TRECHO DO TEXTO:
┌──

2. Qual é a origem do termo?

O termo “woke” surgiu no movimento negro norte-americano. Há registros de que as expressões “wake up” (“acorde”, em inglês) ou “stay woke” (“permaneça acordado”, em inglês) foram usadas por ativistas negros para se referir à luta por justiça social e igualdade ao menos desde a década de 1920.

A expressão, então, apareceu em textos na imprensa, músicas e até no filme “Lute Pela Coisa Certa” (1988), de Spike Lee, no qual a frase final é “wake up!” (“desperte!”).

O termo começou a se popularizar na internet a partir de 2014, quando Michael Brown, um jovem negro, foi assassinado por um policial em Ferguson, no estado do Missouri, nos Estados Unidos. A expressão “stay woke” passou a ser usada por militantes do movimento Black Lives Matter para sugerir como negros deveriam se portar nas ruas: sempre alertas para a brutalidade policial.

A expressão, no entanto, passou a ser usada fora do movimento negro como se fosse sinônimo de “progressista”.

Em 2017, “woke” ganhou a seguinte definição no Dicionário de Oxford:

“Consciente das questões sociais e políticas e preocupado com o fato de alguns grupos da sociedade serem tratados de forma menos justa do que outros.”

Não demorou muito para que o termo fosse distorcido pela direita até se tornar depreciativo: “woke”, agora, é uma agenda extremista do politicamente correto.

3. Como o conceito se tornou central entre republicanos?

Donald Trump, de terno azul e gravata vermelha, fala em um púlpito com a sigla ‘CPAC’; ao fundo, uma tela azul mostra a frase “Awake Not Woke”
Tema da CPAC (Conservative Political Action Conference) de 2022 foi “Awake Not Woke” (Hermann Tertsch e Victor Gonzalez/Wikicommons)

Os ataques à suposta “agenda woke” passaram a ser mais recorrentes durante o governo de Joe Biden:

  • Em entrevista à Fox News em 2021, por exemplo, Trump disse que o governo Biden estaria “destruindo os Estados Unidos com o woke”;
  • Durante um comício em agosto de 2021, Trump afirmou para apoiadores que ser “woke” é ser um perdedor, e que tudo que a “agenda woke” toca “se transforma em merda”.
  • Parlamentares americanos fizeram propaganda de suas ações com expressões como “o movimento woke não quer que você saiba disso”;
  • Em 2023, durante um evento de campanha, Trump respondeu a uma apoiadora que iria “acabar com o woke imediatamente” após eleito;
  • A partir de 2021, é possível identificar um movimento republicano para endurecer políticas ligadas aos direitos LGBTQIA+. De 2021 a 2023, segundo o New York Times, 16 estados americanos aprovaram restrições ou banimentos para procedimentos de afirmação de gênero em menores de idade, por exemplo.

└──

DADOS FORNECIDOS:
┌──

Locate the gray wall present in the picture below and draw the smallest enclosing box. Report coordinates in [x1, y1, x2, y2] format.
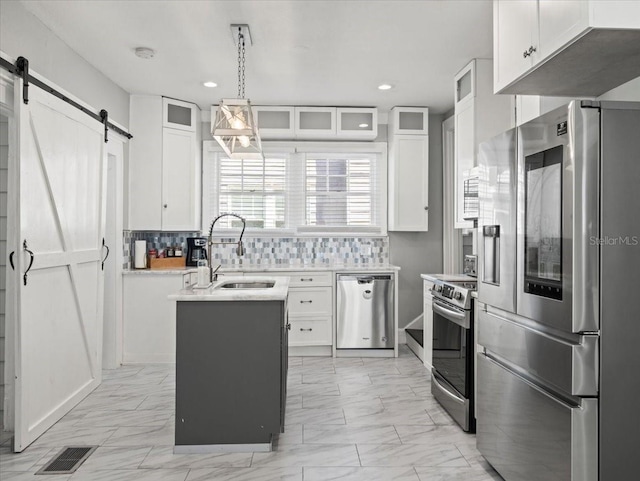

└──
┌──

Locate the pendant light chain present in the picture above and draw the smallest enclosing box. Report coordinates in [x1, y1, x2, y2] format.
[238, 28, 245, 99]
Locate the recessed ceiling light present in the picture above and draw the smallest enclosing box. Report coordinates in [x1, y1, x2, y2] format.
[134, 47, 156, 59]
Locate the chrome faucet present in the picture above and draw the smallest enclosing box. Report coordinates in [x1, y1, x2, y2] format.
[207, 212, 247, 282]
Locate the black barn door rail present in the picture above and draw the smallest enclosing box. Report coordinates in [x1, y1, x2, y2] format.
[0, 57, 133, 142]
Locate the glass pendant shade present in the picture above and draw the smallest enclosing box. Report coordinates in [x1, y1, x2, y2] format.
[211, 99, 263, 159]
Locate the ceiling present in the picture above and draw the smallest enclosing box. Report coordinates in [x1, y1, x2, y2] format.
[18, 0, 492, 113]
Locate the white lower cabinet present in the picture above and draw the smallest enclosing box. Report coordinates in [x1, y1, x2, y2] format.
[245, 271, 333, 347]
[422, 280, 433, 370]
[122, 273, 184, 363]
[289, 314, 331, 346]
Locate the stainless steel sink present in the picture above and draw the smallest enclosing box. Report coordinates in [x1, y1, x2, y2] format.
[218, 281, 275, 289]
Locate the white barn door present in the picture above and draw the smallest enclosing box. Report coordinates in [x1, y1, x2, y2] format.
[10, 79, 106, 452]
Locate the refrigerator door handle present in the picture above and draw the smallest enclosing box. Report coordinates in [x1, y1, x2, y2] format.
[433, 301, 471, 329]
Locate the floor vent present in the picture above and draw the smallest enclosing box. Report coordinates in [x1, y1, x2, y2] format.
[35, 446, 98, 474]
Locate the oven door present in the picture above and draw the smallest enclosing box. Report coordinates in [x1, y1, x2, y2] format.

└──

Como ficaria, em forma de lista, o parágrafo do texto sobre o termo “woke” que começa com “O termo começou a se popularizar”, preservando seus fatos principais? Os dados acima constituem um material à parte, independente do trecho.

RESPOSTA AO EXERCÍCIO:
- O termo passou a se popularizar na internet a partir de 2014.
- O marco foi o assassinato de Michael Brown, um jovem negro, por um policial em Ferguson, no Missouri, Estados Unidos.
- Militantes do Black Lives Matter adotaram a expressão “stay woke” para sugerir que os negros andassem nas ruas sempre alertas à brutalidade policial.